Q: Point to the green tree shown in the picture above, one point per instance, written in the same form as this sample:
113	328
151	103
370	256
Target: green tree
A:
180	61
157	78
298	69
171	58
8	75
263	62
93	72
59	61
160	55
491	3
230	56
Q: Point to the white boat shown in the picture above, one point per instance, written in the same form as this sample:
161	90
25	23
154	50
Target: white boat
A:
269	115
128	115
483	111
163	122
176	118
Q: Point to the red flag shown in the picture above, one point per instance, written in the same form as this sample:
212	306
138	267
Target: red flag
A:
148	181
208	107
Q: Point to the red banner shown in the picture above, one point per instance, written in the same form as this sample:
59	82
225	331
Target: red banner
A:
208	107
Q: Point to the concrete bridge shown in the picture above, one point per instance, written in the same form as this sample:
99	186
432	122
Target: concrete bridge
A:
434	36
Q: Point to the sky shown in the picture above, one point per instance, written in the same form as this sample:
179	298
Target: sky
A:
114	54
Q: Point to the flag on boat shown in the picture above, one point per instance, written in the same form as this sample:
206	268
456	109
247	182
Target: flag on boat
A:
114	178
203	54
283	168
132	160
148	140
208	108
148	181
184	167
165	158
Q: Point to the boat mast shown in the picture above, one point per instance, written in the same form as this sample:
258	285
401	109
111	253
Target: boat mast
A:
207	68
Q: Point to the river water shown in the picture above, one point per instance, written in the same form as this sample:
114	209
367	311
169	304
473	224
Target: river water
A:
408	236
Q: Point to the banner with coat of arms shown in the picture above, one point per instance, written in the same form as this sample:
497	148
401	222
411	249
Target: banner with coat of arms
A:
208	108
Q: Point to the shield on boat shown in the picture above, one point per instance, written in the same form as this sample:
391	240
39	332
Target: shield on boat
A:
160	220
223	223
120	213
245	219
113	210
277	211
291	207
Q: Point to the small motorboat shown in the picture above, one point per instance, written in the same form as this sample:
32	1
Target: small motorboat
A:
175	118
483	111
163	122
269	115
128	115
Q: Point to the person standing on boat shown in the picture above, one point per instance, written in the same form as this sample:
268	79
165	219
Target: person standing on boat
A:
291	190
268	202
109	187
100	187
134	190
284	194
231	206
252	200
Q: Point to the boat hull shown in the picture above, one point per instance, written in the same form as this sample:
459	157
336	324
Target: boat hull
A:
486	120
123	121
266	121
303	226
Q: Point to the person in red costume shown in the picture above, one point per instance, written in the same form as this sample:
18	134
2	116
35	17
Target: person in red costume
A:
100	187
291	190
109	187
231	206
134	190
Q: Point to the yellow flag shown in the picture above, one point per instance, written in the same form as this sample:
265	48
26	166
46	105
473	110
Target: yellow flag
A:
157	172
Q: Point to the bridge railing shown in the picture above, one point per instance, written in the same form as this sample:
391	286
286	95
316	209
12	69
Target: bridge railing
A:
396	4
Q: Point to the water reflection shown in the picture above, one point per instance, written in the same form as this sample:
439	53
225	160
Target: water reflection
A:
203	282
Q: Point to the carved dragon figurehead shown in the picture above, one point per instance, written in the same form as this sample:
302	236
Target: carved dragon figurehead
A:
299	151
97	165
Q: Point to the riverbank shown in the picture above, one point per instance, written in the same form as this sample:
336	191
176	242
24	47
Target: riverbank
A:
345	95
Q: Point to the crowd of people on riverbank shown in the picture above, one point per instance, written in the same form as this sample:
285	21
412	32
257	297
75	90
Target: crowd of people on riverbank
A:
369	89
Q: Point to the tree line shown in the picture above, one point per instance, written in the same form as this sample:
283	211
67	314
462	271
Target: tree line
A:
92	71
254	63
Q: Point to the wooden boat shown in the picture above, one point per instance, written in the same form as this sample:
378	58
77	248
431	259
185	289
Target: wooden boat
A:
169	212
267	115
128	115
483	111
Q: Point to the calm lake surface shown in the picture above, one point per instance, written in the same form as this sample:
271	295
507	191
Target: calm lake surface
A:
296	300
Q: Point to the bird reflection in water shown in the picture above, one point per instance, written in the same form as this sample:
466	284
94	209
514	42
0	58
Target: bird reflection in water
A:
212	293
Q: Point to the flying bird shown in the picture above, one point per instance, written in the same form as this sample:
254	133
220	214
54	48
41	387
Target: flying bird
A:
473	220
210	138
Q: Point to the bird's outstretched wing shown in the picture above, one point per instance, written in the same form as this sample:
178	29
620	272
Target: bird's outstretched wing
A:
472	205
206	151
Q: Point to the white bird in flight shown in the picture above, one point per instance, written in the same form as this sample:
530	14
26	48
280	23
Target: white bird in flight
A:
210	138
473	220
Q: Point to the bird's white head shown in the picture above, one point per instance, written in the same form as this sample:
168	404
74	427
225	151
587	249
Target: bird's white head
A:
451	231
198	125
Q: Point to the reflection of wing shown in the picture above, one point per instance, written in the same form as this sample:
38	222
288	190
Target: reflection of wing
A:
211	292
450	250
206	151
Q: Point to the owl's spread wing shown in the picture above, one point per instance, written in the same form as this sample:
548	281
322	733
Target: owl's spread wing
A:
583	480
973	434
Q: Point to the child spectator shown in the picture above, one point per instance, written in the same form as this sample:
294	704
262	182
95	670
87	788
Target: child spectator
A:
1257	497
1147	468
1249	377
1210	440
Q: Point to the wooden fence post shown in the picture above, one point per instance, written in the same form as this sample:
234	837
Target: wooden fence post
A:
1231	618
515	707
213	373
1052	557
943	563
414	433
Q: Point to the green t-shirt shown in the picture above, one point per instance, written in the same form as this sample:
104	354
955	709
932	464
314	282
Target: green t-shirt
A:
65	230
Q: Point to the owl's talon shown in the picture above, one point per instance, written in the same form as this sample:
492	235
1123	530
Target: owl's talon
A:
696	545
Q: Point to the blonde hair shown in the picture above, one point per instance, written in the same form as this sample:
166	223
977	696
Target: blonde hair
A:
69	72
-*-
- REQUEST
Reproduce all of the entries word for word.

- SOLVED PROBLEM
Q: Point to the green tree shown in the picture above, one point per instance, written in the same form as this sample:
113	328
151	103
370	256
Target: green tree
A:
180	61
157	78
298	69
171	58
8	75
263	62
93	72
59	61
160	55
491	3
230	56
Q: Point to the white boat shown in the picture above, one point per instance, written in the same form as this sample:
161	90
25	23
154	50
Target: white boat
A:
269	115
128	115
483	111
163	122
176	118
Q: Point to the red flag shown in the picture above, one point per instance, written in the same form as this sample:
212	306
138	267
Target: red flag
A:
148	181
208	107
Q: Point to the red banner shown in the picture above, one point per instance, written in the same form as this sample:
59	82
225	331
Target: red banner
A:
208	107
Q: Point to the concrete bridge shown in the picture above, one point per instance, written in the same form as this sample:
99	186
432	122
Target: concrete bridge
A:
434	36
Q: Point to the sky shown in the picture above, one point per instance, written in the same form as this sample:
179	298
Target: sky
A:
114	54
Q: Point to the flag on boat shown in the picture above, one point per instance, written in the same form as this sample:
206	268
456	109
247	182
Target: flag on boat
A:
114	178
203	54
283	168
132	160
148	140
208	108
148	181
184	167
165	158
Q: Point to the boat mast shown in the picture above, one point per instance, written in the same form as this sample:
258	285
401	109
111	253
Target: boat mast
A:
207	68
Q: Point to the river water shown in the picture above, one point per instance, written in the same form as this sample:
114	209
367	311
169	304
473	224
Target: river water
A:
408	236
Q: Point to the banner with coat of arms shown in the picture above, one point per instance, written in the same form as this sample:
497	148
401	222
411	249
Target: banner with coat of arms
A:
208	108
Q: Point to the shield on boat shown in the picture above, one point per instance, written in the same form as this sample:
391	240
39	332
Target: shield on boat
A:
160	220
223	223
120	213
245	219
113	210
277	211
291	207
Q: Point to the small motorboat shown in the picture above, one point per instance, written in the same form as this sample:
32	1
Target: small motorboat
A:
175	118
483	111
163	122
269	115
128	115
Q: Point to the person standing on boat shown in the picture above, one point per instance, written in the same form as this sample:
268	79
165	219
Target: person standing on boat
A:
291	190
268	202
109	187
100	187
134	190
284	194
231	206
252	200
Q: Point to the boat hull shown in the picture above, one point per instance, written in the same form as this sample:
459	157
336	324
Target: boat hull
A:
486	120
123	121
266	121
303	226
Q: Point to the person in red costume shown in the picture above, one point per instance, written in the same form as this sample:
18	134
2	116
35	17
Target: person in red costume
A:
100	187
291	190
109	187
231	206
134	190
Q: Point to the yellow flag shown in the picture above, one point per instance, written in the same form as this sample:
265	48
26	166
46	105
473	110
Target: yellow flag
A:
157	172
Q: Point to the bridge railing shown in the picture above, one point per instance, written in the same form as this sample:
391	286
286	95
316	209
12	69
Target: bridge railing
A:
396	4
Q: Point to the water reflection shown in the picture above, one point per instance, written in the same form as this sample:
439	53
225	160
Target: water reflection
A:
203	282
Q: Point to the carved dragon figurehead shown in the picture above, one point per instance, written in the same form as this sample:
302	236
Target: carved dragon figurehead
A:
299	151
97	165
Q: Point to the riverbank shown in the picture above, one point per instance, written in the same form as this sample:
336	191
176	242
24	47
Target: riverbank
A:
345	95
Q: Point to the crowd of people on riverbank shown in the picture above, one point per instance, written in the same form as this sample:
285	21
412	32
257	297
75	90
Target: crowd of people on riverbank
A:
369	89
Q: Point to the tree line shown in the picture above, one point per instance, written in the same form as this sample:
283	211
67	314
462	271
Target: tree line
A:
92	71
254	63
Q: Point to the wooden boat shown in the picture above, one point per instance, written in the same form as this sample:
378	58
77	248
431	259
185	289
Target: wooden boat
A:
169	212
267	115
128	115
483	111
Q: Point to the calm lake surface shown in the picture above, one point per instance, written in the same form as this sample:
271	295
507	191
Target: calm lake surface
A:
296	300
Q: Point to the bird reflection in water shown in the picture above, one point per instance, written in the same form as this sample:
466	284
94	209
514	42
0	58
Target: bird reflection in water
A:
212	293
Q: Point to the flying bird shown in the picture above, one point per instance, written in the same form as this sample:
254	133
220	214
54	48
41	387
Target: flying bird
A:
473	220
210	138
Q: Point to the bird's outstretched wing shown in the picture above, one point per instance, written in the same form as this sample:
178	29
620	272
Target: bird's outstretched wing
A:
472	205
206	151
Q: Point to the white bird in flight shown in the picture above, one point per instance, written in the same form as this sample:
530	14
26	48
280	23
Target: white bird in flight
A:
210	138
473	220
Q: Point to the bird's white head shown in the picture above, one point per instance, written in the same form as this sample:
168	404
74	427
225	151
587	249
Target: bird's white head
A:
451	231
198	125
Q: Point to the reflection of wing shown in the picture above, one point per instance, written in the same form as this sample:
38	222
288	190
Target: reflection of wing
A:
211	292
450	250
206	151
Q: Point to the owl's spread wing shown in the picture above, one point per instance, written in the same form as this sample:
548	281
322	733
Target: owl's spread wing
A:
583	480
973	434
Q: Point to the child spectator shown in the picture above, one point per instance, written in the same form as this sample:
294	704
262	182
95	670
87	788
Target: child spectator
A:
1257	497
1147	468
1249	377
1210	440
Q: Point to the wooden fence post shown in the picture above, one point per instance, written in the same form as this sample:
234	837
Target: wooden fence post
A:
1231	618
515	707
213	373
1052	557
943	563
414	433
Q: Point to the green t-shirt shown in the picture above, one point per instance, written in the same form as this sample:
104	354
955	709
932	464
314	282
Target: green t-shirt
A:
65	230
Q: Point to the owl's talon shown in the picture above, one point per instance, written in the same form as this sample:
492	235
1123	530
Target: owl's talon
A:
696	545
Q: Point to the blonde hair shown in the picture above, one point per instance, written in the same form as this sample:
166	223
977	696
Target: blonde hair
A:
69	72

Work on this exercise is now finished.